Rewrite the entire listing below, changing every occurrence of "Certification Drill" to "Practice Round" and leaving everything else as it stands.

━━ Material for this exercise

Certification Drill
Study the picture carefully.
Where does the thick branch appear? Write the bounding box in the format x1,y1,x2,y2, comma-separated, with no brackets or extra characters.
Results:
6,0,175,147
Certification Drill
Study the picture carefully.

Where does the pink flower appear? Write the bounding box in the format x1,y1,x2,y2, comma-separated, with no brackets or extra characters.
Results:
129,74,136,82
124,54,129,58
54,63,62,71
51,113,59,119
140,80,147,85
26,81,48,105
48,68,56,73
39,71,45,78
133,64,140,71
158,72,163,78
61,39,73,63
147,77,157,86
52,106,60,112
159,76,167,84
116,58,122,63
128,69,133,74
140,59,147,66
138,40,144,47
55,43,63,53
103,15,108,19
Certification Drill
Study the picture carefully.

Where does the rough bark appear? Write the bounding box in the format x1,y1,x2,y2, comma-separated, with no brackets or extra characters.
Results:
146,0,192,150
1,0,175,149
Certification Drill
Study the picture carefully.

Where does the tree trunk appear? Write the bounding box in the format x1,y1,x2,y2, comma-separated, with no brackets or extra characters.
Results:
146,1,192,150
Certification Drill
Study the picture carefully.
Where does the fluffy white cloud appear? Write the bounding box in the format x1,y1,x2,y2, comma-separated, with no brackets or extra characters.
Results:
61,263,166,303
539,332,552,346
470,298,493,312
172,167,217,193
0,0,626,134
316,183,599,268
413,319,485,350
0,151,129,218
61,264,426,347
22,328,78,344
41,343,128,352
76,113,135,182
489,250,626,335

━━━━

> [Output of the task]:
Practice Round
Study the picture carefully.
Where does the thick branch appear? Write the bounding box in the format x1,y1,x2,y2, comma-separated, with no brackets or extra characters.
Results:
6,0,175,147
Practice Round
Study the picture carefully.

Where does the pink flower appear? Write the bounding box in the format x1,y1,x2,y2, comma-separated, with no brackets or extra characters.
Results:
129,74,136,82
124,54,129,58
54,63,62,71
51,113,59,119
140,80,147,85
26,81,48,105
48,68,56,73
39,71,45,78
133,64,140,71
158,72,163,78
61,39,73,63
147,77,157,86
52,106,60,112
159,76,167,84
116,58,122,63
128,69,133,74
140,59,147,66
138,40,144,47
55,43,63,53
103,15,108,19
Practice Round
Study the picture carefully.

Where does the rough bark appear? Write the bounding box in the format x1,y1,x2,y2, comma-separated, with no brackets or extra characters.
Results:
146,0,192,150
1,0,175,149
Practice Round
Study the picture carefully.

Where does the tree trunk appear? Write the bounding box in the format x1,y1,x2,y2, comma-separated, with no brackets or extra characters.
Results:
146,1,192,150
Practice Round
Study the picture carefully.
Where does the fluffy white cloud appear? Write the bounding box in the format x1,y1,x2,y2, comma-separated, with no brackets or extra characters.
Results:
61,263,166,303
539,332,552,346
470,298,493,312
172,167,217,193
0,0,626,134
316,183,599,268
413,319,485,350
0,151,129,218
61,264,426,347
22,328,78,344
41,343,128,352
76,113,135,182
489,250,626,335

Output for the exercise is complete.